Exactly as written, print each record in the listing.

○ ○ ○ ○ ○ ○ ○

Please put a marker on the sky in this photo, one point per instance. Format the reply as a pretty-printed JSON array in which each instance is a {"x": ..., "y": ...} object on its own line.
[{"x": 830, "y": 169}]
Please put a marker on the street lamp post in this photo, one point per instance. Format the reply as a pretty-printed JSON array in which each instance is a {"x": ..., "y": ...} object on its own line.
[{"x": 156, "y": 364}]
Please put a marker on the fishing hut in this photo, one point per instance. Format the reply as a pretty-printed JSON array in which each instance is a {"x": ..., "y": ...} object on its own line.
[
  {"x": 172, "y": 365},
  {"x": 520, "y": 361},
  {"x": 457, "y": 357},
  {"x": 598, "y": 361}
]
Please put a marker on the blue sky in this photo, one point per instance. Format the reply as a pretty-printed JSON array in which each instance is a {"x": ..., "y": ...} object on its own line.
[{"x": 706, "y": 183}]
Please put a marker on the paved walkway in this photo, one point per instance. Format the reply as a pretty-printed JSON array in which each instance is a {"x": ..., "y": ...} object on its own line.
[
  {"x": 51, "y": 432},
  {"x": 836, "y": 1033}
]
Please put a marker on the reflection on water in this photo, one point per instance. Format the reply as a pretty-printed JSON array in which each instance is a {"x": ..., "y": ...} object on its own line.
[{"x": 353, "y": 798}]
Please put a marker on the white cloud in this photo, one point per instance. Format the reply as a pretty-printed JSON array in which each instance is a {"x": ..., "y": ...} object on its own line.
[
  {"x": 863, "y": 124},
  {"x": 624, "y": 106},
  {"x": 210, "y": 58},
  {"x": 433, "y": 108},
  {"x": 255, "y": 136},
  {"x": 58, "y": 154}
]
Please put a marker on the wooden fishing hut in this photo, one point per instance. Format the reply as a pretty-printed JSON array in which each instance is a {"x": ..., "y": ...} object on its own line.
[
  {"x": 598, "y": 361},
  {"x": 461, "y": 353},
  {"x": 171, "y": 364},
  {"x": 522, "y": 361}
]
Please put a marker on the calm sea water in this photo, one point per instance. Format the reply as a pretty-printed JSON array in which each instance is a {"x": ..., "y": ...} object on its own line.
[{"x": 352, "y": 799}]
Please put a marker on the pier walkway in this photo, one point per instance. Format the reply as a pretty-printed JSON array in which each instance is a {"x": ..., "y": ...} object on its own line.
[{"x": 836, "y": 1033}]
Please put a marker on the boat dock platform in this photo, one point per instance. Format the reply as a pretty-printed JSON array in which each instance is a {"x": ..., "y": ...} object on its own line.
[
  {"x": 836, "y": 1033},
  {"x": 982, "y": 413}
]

○ ○ ○ ○ ○ ○ ○

**Answer to the problem:**
Please put a marker on the sky in this photo, one point per instance. Format the reply as a pretty-printed JSON array in which each instance is a {"x": ..., "y": ...} object on its own line.
[{"x": 830, "y": 169}]
Please put a marker on the street lamp post in this photo, one point per instance. Format the reply as a pretty-printed JSON array in which each instance is a {"x": ..., "y": ...} object on its own line.
[{"x": 156, "y": 364}]
Please put a marker on the fishing hut in this photo, one point per instance. Format the reply as a pretty-printed JSON array in which each instance is a {"x": ..., "y": ...} object on its own line.
[
  {"x": 172, "y": 365},
  {"x": 520, "y": 361},
  {"x": 457, "y": 357},
  {"x": 598, "y": 361}
]
Please put a marker on the blue sky in this photo, one point per instance. Format the reply as a pretty-printed JSON array in which each instance is a {"x": ..., "y": ...} object on its own line.
[{"x": 706, "y": 183}]
Please put a marker on the paved walkway in this photo, one point per instance. Format the reply as a pretty-printed JSON array in which each instance is a {"x": ..., "y": ...} object on its own line.
[
  {"x": 51, "y": 432},
  {"x": 836, "y": 1033}
]
Please put a marker on the reflection on water in this photo, one point per instance. Format the reply as a pretty-printed JSON array in which each instance is a {"x": ..., "y": ...} object on its own line.
[{"x": 353, "y": 798}]
Please put a marker on the white cloud in this photo, one point per instance. Format the reply as a pretty-printed JSON array in which each instance is a {"x": ..., "y": ...} object on its own line.
[
  {"x": 863, "y": 124},
  {"x": 624, "y": 106},
  {"x": 210, "y": 58},
  {"x": 433, "y": 108},
  {"x": 255, "y": 136},
  {"x": 58, "y": 154}
]
Please put a marker on the wooden fishing hut in this photo, one point per instance. Format the reply as a pretty-printed JSON array in which each instance is a {"x": ..., "y": ...} object on its own line.
[
  {"x": 598, "y": 361},
  {"x": 461, "y": 353},
  {"x": 171, "y": 364},
  {"x": 522, "y": 361}
]
Please put a marker on the calm sea water in this photo, one point per instance. Format the reply as a pretty-printed JSON array in which each instance is a {"x": ..., "y": ...} object on its own line.
[{"x": 352, "y": 799}]
Please put a marker on the pier walkway in this photo, one point per instance. Format the reply as a pretty-printed JSON array in which each instance is a {"x": ..., "y": ...} object on its own line.
[{"x": 836, "y": 1033}]
Please put a marker on the boat dock platform in this photo, one point per instance. Format the reply as a pretty-printed JSON array in which each instance is a {"x": ..., "y": ...} object on its own line.
[
  {"x": 836, "y": 1033},
  {"x": 982, "y": 413}
]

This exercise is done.